• _JOB 1_
According to the tips on music technology for distance learning, which app can students download to collaborate with each other?
• _JOB 2_
Decide whether each statement below agrees with the tips on music technology for distance learning, answering yes or no and quoting the deciding words of the tips. (a) Music history websites and apps are suggested when video lag is a problem. (b) Free composition and notation apps are recommended for younger students only. (c) For an audition-only choir, students may send individual videos for the teacher to sync in Resolve.
• _JOB 3_
Pick up the tips on music technology for distance learning after their final sentence and continue them in the same style.

Because so many schools are still doing distance learning this fall, parents and teachers are turning to online music resources to help supplement the education of their students. The following tips and resources will help teachers and parents integrate more music technology into their students lives.
Tips and Resources for Music Teachers
- If you run a high school or junior high band/choir, try creating collaborative (multi-tracked) music projects for your students to do online with Acapella app or Davinci Resolve
- Delve into music history websites and apps if you are having problems with video lag
- Provide your students with access to free DAWs and ear training programs, and make these part of your regular assignments (see below)
- In addition to this, provide your older students a link to free composition/ notation apps and sites too
- To save yourself some time, start using optical music recognition software
- To crisp up low-quality student audios, try an audio editor with a spectogram
- Find a program that allows students to submit playing tests virtually
Free Multi-frame video programs: Acapella – Pitch Perfect. Music Maker
Mixcord is an app that your students can download in order to collaborate with each other. However, if you have an audition-only choir that you are spearheading a virtual project on, try having your students send you individual videos, and syncing them yourself in Resolve.

• _EXTRACTED MATERIAL_
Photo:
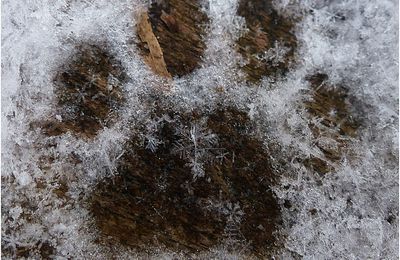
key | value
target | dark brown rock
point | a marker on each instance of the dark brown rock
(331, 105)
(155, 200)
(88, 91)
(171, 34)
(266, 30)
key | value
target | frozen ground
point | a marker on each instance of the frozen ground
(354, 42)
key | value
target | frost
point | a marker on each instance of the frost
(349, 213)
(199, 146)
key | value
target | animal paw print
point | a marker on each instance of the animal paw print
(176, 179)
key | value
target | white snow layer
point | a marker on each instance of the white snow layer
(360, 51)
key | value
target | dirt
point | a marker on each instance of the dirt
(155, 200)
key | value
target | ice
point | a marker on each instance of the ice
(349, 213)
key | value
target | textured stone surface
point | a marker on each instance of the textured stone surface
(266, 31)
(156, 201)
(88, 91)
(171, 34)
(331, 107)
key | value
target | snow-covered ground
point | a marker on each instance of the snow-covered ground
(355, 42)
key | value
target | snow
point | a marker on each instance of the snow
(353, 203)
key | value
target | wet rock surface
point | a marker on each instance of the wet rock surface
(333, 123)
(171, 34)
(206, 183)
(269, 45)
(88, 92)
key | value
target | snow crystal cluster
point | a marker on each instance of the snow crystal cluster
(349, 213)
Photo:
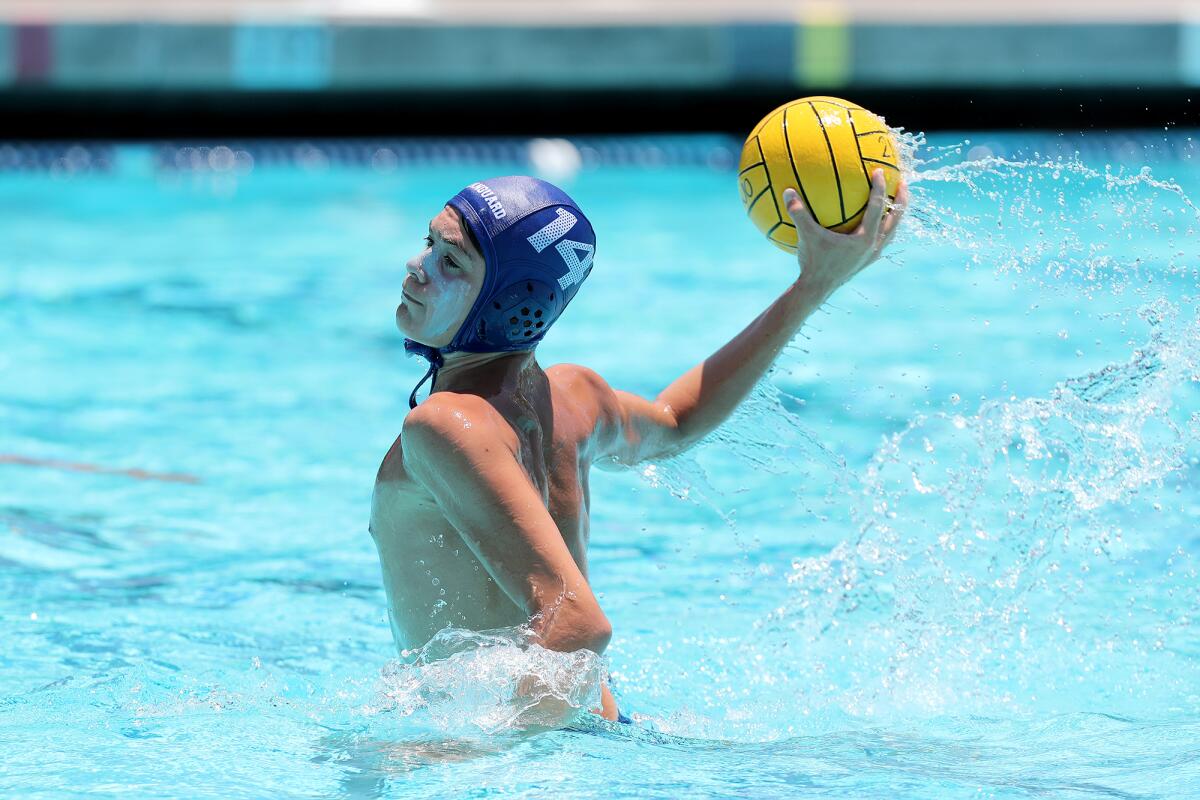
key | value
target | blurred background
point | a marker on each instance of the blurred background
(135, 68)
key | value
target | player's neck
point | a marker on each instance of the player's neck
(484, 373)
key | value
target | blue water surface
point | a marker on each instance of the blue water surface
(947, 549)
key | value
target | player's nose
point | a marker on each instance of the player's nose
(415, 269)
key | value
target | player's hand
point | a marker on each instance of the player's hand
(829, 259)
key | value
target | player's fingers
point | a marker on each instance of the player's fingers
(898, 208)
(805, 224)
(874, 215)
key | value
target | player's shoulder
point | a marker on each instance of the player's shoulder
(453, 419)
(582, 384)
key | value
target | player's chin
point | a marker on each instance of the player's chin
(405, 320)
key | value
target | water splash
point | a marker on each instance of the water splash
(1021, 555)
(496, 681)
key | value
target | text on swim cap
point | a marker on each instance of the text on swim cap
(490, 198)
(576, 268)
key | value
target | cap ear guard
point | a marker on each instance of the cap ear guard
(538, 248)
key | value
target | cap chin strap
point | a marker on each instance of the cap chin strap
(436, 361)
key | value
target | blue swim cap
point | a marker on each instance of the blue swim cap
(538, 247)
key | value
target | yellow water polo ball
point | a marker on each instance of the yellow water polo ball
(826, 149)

• _FINAL RESULT 1_
Mixcord

• _FINAL RESULT 2_
(a) Yes: "Delve into music history websites and apps if you are having problems with video lag"
(b) No: "provide your older students a link to free composition/ notation apps and sites too"
(c) Yes: "try having your students send you individual videos, and syncing them yourself in Resolve."

• _FINAL RESULT 3_
Music History Apps:
Free DAWs your students:
So your students can mix and master at home, give them the links to Garageband and FL studio (please note that Garageband will only work on Apple devices, but that FL studio should work on any computer. The site Musescore is great free tool for new composition students.
Optical Music Recognition Software:
ScanScore Ensemble is a great place to start, especially for those who teach instrumental music. This piece of technology allows you to take a picture of music, digitize it, and play it back.
A plethora of recordings are being done from a distance now. If you are trying to make a multi-frame project, you’re going to need an easy way to get the white noise and fan sounds out of your students audio. While it’s unrealistic to ask all of your distance pupils to get a full audio setup, what you can do is get this smart tool for your work computer. This brand also has a lot of great free audio plugins on their site.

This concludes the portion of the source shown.